══ Seite ══

# Erfahrungsbericht: 2 Tage Ausnahmezustand mit der „Gode Michel“



## janleo (9. April 2006)

Erfahrungsbericht: 2 Tage Ausnahmezustand mit der „Gode Michel“

Wir waren nach Helsingör gekommen um große Dorsche zu fangen und hatten die Dickdorschzeit vorbeigehen lassen. Sechs Tage Öresund sollten es werden und wir buchten uns dazu im Danhostel in Helsingör ein, dass ist die Jugenherberge dort. Mit 52,00 Euro pro Person ist eine Jugendherberge in Dänemark sehr teuer, die Fischküche mit Gefriertruhen kostet noch mal 3,00 Euro am Tag extra.

Während dieser sechs Tage waren mit drei verschiedenen Schiffen draussen:

- MS Aresö (fishing.dk)
- Beluga Most
- Gode Michel

Empfehlen möchte ich die Gode Michel und Beluga Most, bitte auch hier schauen:
http://www.anglerboard.de/board/showthread.php?p=1111423&posted=1#111423111423

Nach dem wir mit den beiden Schiffen Beluga Most und Aresö gefahren waren und ganz zufrieden waren, gingen wir am dritten Tag, abends zum Gode Michel und trafen dort den Eigner Norbert und seinen Kapitän Hannes. Ich hatte hier im Board gelesen, dass einige sehr zufrieden gewesen waren und die Gode Michel empfohlen hatten.

═══
══ Vorliegendes Material ══

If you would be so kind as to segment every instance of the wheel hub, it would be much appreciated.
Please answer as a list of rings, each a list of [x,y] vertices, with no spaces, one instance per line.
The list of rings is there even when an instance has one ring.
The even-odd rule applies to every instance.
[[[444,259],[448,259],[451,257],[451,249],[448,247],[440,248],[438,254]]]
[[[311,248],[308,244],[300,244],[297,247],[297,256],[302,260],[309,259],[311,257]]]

═══

■ Kurze Aufgabe A: Entnehmen Sie dem Erfahrungsbericht über die Angeltour nach Helsingör wortgetreu den Abschnitt von „Wir waren nach“ bis einschließlich „am Tag extra.“.
■ Kurze Aufgabe B: Schreiben Sie den Erfahrungsbericht über die Angeltour nach Helsingör im Anschluss an seinen letzten Satz weiter.

■ Lösung A:
Wir waren nach Helsingör gekommen um große Dorsche zu fangen und hatten die Dickdorschzeit vorbeigehen lassen. Sechs Tage Öresund sollten es werden und wir buchten uns dazu im Danhostel in Helsingör ein, dass ist die Jugenherberge dort. Mit 52,00 Euro pro Person ist eine Jugendherberge in Dänemark sehr teuer, die Fischküche mit Gefriertruhen kostet noch mal 3,00 Euro am Tag extra.

■ Lösung B:
Als wir nach einer Tagesfahrt fragten, wurde uns gesagt, dass es nur Gruppenfahrten gibt, aber die Gruppe sehr klein sei und so fragte Norbert nach, ob wir mitfahren könnten.
Es dauerte ein paar Minuten und er kam mit einem strahlendem Gesicht und Daumen hoch wieder wieder raus und sagte „Willkommen an Bord“. Wir wurden sofort an Bord geholt und kamen zu der Truppe, die uns praktisch eingeladen hatte. Was soll ich sagen … 10 Bayern in Helsingör! Man drückte uns erstmal ein Bier in die Hand und so tauschte man sich die lauschig warmen und sehr geschmackvollen Kajüte der Gode Michel aus. Auch Hannes der nette Kapitän kam zu uns und wir alle Fachsimpelten miteinander bis spät in die Nacht.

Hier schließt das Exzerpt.